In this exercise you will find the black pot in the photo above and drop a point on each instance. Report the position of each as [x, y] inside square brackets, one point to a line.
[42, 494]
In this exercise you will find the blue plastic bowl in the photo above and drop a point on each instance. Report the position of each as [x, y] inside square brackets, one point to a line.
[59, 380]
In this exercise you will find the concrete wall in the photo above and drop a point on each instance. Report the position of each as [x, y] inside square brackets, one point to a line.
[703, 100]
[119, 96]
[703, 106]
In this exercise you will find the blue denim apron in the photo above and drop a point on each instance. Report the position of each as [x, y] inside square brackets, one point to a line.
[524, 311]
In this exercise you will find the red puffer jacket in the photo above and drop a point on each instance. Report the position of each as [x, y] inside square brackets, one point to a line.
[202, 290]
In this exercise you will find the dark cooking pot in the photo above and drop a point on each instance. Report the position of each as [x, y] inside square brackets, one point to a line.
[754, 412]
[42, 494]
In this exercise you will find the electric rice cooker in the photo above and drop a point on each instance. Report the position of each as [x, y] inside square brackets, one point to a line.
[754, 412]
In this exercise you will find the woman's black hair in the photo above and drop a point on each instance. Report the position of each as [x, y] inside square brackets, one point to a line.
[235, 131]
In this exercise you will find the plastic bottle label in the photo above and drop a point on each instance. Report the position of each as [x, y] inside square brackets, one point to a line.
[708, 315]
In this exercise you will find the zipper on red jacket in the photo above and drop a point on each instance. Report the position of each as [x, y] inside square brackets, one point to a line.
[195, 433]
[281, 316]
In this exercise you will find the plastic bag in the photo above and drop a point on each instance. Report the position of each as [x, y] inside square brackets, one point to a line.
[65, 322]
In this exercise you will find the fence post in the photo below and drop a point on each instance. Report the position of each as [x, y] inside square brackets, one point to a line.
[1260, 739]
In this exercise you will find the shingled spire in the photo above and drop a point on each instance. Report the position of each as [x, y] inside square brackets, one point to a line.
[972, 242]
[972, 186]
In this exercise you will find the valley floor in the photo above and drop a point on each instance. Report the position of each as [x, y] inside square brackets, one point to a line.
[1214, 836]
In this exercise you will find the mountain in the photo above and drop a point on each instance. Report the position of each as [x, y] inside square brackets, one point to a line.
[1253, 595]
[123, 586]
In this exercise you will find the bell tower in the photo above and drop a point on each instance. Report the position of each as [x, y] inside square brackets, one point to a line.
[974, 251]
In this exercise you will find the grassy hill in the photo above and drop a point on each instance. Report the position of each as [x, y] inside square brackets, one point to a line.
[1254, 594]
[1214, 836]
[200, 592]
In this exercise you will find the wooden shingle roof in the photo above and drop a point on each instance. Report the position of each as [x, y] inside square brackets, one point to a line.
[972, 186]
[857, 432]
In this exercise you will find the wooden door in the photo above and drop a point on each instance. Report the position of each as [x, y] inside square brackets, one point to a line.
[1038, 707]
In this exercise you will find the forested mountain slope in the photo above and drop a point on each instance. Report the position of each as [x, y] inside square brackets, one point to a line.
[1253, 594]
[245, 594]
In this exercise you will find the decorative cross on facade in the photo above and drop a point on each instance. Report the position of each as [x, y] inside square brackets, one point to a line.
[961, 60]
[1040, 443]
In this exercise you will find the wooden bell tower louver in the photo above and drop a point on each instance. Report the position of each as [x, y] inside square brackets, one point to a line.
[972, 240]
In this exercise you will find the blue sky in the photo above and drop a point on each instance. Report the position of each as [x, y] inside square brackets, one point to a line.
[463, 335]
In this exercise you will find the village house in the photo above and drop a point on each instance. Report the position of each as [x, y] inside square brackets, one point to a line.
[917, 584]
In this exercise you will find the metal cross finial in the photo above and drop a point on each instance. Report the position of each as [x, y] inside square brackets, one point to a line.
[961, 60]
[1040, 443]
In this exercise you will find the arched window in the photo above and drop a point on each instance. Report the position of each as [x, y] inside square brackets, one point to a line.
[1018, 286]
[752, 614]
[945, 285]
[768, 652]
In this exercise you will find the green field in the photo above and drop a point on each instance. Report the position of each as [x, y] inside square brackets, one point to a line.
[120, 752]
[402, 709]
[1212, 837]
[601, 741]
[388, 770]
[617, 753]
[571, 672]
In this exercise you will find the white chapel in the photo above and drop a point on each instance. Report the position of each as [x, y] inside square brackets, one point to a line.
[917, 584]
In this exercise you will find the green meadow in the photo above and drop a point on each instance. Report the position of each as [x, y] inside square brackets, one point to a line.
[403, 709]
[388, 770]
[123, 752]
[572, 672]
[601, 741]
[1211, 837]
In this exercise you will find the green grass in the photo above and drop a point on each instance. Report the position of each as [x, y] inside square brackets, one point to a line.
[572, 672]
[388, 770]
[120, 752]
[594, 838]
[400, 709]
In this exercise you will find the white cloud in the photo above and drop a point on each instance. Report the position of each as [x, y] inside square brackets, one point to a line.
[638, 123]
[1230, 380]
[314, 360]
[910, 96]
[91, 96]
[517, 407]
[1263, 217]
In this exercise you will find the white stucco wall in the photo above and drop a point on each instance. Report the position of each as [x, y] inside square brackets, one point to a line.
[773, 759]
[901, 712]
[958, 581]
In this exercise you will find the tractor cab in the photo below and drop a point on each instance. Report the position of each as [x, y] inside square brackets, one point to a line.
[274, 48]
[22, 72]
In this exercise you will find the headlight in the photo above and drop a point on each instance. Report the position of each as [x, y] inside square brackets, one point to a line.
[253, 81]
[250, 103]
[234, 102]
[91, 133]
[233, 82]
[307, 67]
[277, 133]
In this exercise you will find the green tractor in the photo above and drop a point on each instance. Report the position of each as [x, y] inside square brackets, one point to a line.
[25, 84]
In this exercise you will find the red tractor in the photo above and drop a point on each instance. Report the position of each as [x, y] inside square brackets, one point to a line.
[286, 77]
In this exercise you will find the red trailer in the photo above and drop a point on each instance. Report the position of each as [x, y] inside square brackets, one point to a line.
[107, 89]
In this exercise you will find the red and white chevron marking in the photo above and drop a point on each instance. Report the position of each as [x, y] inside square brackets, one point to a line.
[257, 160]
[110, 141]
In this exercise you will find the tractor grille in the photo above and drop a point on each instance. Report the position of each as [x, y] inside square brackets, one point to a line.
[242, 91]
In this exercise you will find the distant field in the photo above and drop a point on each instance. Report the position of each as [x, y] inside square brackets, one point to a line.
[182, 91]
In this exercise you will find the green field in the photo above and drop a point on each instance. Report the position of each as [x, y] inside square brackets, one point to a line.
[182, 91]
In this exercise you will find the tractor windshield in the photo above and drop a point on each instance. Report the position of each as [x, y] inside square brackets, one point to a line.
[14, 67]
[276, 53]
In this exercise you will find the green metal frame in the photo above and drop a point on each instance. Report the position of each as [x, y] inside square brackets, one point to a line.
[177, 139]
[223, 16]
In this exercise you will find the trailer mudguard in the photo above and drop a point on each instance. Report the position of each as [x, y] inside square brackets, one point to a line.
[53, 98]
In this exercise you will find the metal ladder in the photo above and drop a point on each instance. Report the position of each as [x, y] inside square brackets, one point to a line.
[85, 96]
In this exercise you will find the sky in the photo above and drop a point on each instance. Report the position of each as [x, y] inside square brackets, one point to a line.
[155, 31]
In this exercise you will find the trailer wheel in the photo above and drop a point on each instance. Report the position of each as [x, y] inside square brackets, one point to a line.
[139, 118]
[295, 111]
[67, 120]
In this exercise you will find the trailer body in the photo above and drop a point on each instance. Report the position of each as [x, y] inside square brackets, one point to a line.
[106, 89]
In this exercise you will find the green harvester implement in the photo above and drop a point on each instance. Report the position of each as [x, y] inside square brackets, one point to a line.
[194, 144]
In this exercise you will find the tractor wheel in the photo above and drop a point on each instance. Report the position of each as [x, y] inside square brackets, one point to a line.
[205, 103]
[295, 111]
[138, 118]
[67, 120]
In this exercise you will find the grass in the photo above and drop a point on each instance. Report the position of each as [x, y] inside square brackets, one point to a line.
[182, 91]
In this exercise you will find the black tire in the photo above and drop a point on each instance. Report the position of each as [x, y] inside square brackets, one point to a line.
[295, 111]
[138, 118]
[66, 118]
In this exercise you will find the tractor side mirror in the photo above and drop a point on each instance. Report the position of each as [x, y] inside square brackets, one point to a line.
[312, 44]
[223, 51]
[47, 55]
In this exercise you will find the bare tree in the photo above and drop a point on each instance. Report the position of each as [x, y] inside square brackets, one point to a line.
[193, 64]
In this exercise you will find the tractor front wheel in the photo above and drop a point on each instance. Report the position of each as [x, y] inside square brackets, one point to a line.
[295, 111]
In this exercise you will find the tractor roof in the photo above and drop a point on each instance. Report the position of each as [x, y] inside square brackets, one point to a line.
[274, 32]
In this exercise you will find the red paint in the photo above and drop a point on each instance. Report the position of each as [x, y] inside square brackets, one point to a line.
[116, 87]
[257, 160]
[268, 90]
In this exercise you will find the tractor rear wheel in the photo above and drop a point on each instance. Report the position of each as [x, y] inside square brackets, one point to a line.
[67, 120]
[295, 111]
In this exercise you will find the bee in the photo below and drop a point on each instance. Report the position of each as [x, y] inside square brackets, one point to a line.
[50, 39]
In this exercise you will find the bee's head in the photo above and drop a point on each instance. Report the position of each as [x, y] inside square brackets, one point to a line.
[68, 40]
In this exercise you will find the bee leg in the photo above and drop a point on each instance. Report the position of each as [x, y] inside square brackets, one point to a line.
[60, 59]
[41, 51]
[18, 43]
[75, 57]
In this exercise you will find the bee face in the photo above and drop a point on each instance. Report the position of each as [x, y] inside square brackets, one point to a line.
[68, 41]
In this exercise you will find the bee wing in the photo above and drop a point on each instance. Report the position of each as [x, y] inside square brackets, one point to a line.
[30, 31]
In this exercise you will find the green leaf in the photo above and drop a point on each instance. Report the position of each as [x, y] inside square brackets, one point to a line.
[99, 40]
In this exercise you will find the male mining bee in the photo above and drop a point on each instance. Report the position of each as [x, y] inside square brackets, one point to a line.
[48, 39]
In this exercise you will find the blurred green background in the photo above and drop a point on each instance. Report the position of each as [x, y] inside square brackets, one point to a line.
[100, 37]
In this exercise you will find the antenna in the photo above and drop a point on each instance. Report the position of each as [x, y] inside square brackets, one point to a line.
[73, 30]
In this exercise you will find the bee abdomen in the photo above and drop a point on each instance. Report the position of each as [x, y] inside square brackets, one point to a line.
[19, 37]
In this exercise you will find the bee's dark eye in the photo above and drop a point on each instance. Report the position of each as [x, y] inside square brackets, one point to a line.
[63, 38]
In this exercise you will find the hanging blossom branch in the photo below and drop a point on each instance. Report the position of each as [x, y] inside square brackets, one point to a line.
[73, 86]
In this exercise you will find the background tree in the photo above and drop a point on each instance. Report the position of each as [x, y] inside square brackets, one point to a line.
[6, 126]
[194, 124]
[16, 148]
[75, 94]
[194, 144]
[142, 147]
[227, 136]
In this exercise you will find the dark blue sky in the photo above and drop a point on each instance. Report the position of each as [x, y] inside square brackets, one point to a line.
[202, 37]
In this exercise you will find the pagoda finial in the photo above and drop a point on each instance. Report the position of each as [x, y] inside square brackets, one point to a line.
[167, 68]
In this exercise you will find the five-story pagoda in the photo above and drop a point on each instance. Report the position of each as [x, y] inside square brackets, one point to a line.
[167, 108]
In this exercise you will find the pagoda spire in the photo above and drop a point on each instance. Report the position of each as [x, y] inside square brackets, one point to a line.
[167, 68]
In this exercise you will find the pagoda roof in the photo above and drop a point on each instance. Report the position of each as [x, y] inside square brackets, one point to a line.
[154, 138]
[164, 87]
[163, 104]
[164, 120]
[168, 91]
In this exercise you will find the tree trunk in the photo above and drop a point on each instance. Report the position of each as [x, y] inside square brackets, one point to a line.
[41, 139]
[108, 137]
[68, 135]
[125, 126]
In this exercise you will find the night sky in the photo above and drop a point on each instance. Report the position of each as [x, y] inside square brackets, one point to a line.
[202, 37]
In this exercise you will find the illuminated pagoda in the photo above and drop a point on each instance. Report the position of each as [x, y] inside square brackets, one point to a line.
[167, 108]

-- Stated task --
Copy verbatim every line of the records from the one containing "In this exercise you will find the pagoda finial" through the last line above, both ends included.

-- Task answer --
In this exercise you will find the pagoda finial in the photo above and drop a point on each instance. Report the position of each as [x, y] inside square brackets, one point to a line.
[167, 68]
In this exercise you will find the five-story pagoda in the photo above and drop a point on each instance. Report the position of each as [x, y] inside square brackets, one point to a line.
[167, 108]
In this exercise you will find the pagoda spire in the photo above and drop a point on each instance. Report the position of each as [x, y] inside square brackets, one point to a line.
[167, 68]
In this exercise you will find the pagoda roof in the photo above and drop a point on each instance. Report the position of each as [x, y] inside square brackets, one point to a line.
[154, 138]
[164, 87]
[163, 104]
[164, 120]
[168, 91]
In this exercise you will find the tree trunk in the photo above and drop a point on each instance. Report the position of each as [x, y] inside square brackets, one point to a line.
[41, 139]
[108, 137]
[68, 135]
[125, 126]
In this exercise you will find the night sky in the photo above and drop a point on each instance. Report the position of each as [x, y] inside square brackets, one point to a line.
[202, 37]
In this exercise you will find the illuminated pagoda in the photo above and drop a point on each instance. Report the position of each as [x, y] inside square brackets, one point to a line.
[167, 108]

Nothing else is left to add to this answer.